### Selected excerpt
(by Starr Ridley/Black Mermaid)
I relocated 658 miles away from my mom and family in Michigan more than 20 years ago. While fulfilling many goals and aspirations, including rearing two boys all by my lonesome and obtaining my master’s degree, I have become accustomed to living so far away from my mom. Over the years, I’ve taught her how to use the Internet, the cell phone, the television remote, you name it. She’s never been a confident woman when it comes to her capabilities, but “they” always say that there is a special bond between a mother and her baby child, and I’m the baby in a family of seven children. Mom and I actually graduated from Benton Harbor High School together in 1985; she had gone back to obtain her GED. And I always seem to be the one to exercise the most patience with her.
My father passed away in 2015, and my mother has never quite been the same. She lost her license and cannot drive, and her walking abilities have diminished a great deal. It’s as if she’s waiting for the Grim Reaper to knock on her door. I have scolded her countless times about this demeanor. She does well when I’m in town visiting, but once I return home, she reverts right back to her ornery, stubborn, life-surrendering behavior.

### Required work
Please copy the part of the essay on living far from family that opens with the words containing "(by Starr Ridley/Black" and closes with "patience with her.", substituting "Ohio" for "Michigan".

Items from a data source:
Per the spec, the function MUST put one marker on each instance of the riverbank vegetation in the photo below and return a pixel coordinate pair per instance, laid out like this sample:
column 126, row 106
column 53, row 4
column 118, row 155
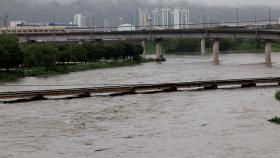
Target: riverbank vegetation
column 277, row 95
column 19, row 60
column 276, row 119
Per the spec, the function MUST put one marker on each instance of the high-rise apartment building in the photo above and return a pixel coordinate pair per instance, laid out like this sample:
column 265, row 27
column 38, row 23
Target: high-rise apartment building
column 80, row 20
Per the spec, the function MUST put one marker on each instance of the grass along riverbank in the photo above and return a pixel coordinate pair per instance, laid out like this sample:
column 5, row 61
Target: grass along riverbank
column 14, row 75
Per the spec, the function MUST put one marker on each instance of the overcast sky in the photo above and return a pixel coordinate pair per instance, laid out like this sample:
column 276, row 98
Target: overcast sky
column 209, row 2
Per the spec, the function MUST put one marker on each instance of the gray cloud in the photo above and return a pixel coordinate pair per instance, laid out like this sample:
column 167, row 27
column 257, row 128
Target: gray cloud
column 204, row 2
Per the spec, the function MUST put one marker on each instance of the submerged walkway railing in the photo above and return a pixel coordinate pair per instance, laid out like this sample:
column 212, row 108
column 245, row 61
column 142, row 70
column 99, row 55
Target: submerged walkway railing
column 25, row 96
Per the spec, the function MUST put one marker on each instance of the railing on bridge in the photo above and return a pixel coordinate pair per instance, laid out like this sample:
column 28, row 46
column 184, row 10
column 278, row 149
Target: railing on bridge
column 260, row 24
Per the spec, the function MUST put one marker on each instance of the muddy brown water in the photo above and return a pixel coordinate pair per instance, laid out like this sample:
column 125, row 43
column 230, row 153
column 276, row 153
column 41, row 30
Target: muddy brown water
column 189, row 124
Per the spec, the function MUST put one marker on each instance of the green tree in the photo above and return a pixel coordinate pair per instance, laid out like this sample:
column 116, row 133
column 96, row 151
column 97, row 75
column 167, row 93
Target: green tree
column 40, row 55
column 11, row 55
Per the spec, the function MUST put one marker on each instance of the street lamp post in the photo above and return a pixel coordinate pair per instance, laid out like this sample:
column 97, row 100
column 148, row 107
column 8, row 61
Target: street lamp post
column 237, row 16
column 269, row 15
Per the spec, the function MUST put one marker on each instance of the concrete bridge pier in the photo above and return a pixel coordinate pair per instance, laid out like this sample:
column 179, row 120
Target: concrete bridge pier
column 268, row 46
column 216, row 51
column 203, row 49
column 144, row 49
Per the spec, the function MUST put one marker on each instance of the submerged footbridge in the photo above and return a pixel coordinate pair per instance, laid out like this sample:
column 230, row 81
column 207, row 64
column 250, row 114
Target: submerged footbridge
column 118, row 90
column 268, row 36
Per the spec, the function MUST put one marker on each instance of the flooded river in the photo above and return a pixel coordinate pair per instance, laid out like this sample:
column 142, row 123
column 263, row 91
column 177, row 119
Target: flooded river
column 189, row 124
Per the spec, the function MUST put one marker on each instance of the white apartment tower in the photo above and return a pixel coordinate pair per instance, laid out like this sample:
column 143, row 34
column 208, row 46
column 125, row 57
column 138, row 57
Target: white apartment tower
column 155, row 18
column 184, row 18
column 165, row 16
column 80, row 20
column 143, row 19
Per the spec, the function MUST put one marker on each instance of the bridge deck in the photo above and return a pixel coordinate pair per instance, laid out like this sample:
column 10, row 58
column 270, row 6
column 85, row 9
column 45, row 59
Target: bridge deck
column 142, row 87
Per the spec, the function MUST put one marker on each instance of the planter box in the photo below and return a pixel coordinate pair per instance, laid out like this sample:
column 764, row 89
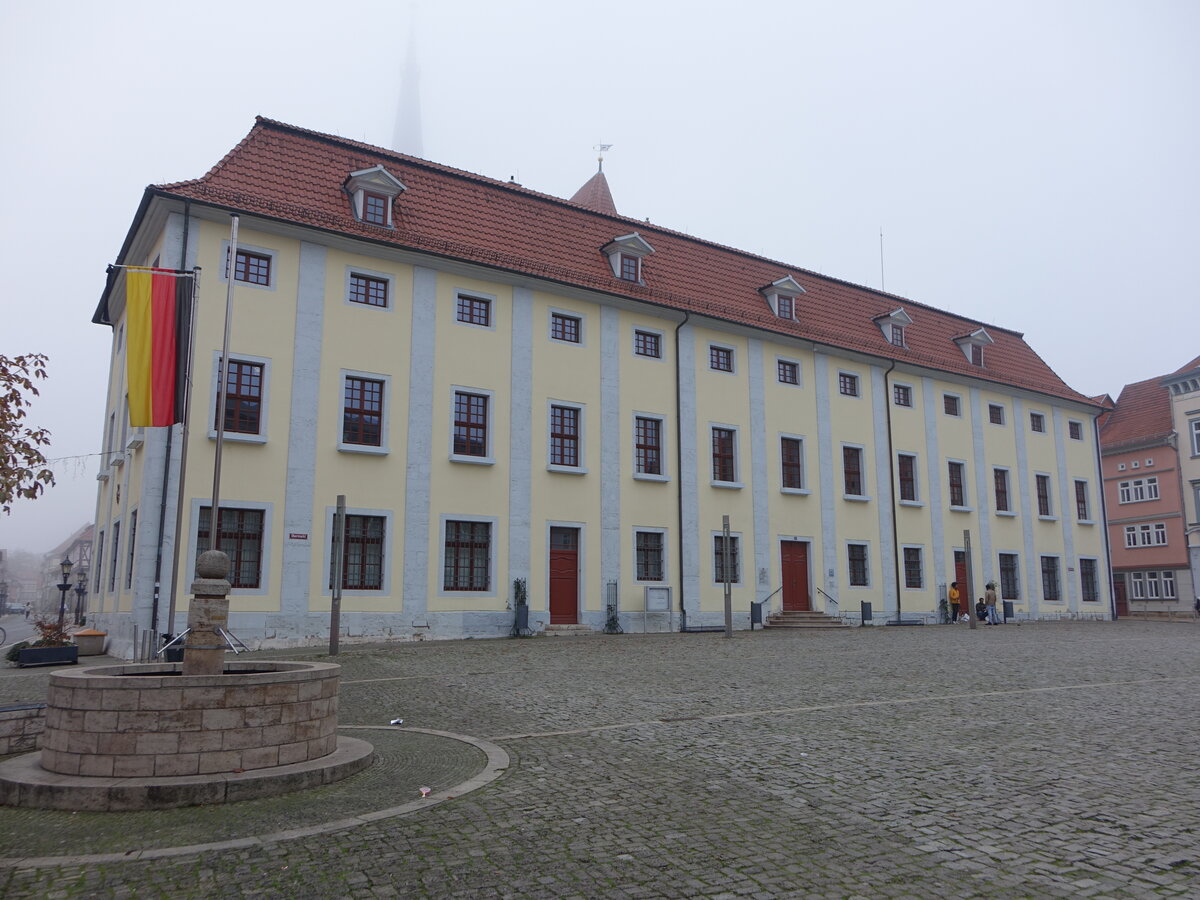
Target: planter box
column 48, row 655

### Exercise answer
(by Starr Ridley/Black Mermaid)
I relocated 658 miles away from my mom and family in Ohio more than 20 years ago. While fulfilling many goals and aspirations, including rearing two boys all by my lonesome and obtaining my master’s degree, I have become accustomed to living so far away from my mom. Over the years, I’ve taught her how to use the Internet, the cell phone, the television remote, you name it. She’s never been a confident woman when it comes to her capabilities, but “they” always say that there is a special bond between a mother and her baby child, and I’m the baby in a family of seven children. Mom and I actually graduated from Benton Harbor High School together in 1985; she had gone back to obtain her GED. And I always seem to be the one to exercise the most patience with her.